» PROBLEM TO WORK ON: Give again the part of the lines below that opens with the line containing "Exercise. For every instance of the blurred" and closes with the last line, with "fattest" changed to "widest" and nothing else altered.

» DATA SHOWN:
##############################
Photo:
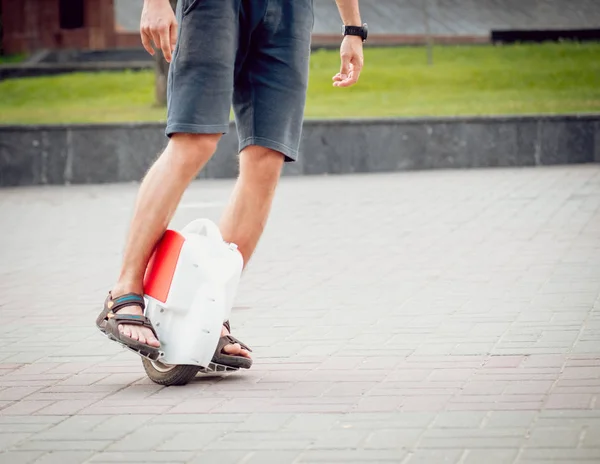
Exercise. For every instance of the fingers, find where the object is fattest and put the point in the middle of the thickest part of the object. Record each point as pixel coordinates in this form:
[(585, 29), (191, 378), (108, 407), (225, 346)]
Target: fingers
[(344, 69), (351, 78), (164, 34)]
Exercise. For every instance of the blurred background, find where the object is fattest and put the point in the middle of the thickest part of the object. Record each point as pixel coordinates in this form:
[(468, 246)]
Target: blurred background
##############################
» RESPONSE:
Exercise. For every instance of the blurred background, find where the object is widest and put the point in the middle of the thickest part of the object. Record each point as pixel coordinates in this form:
[(468, 246)]
Target: blurred background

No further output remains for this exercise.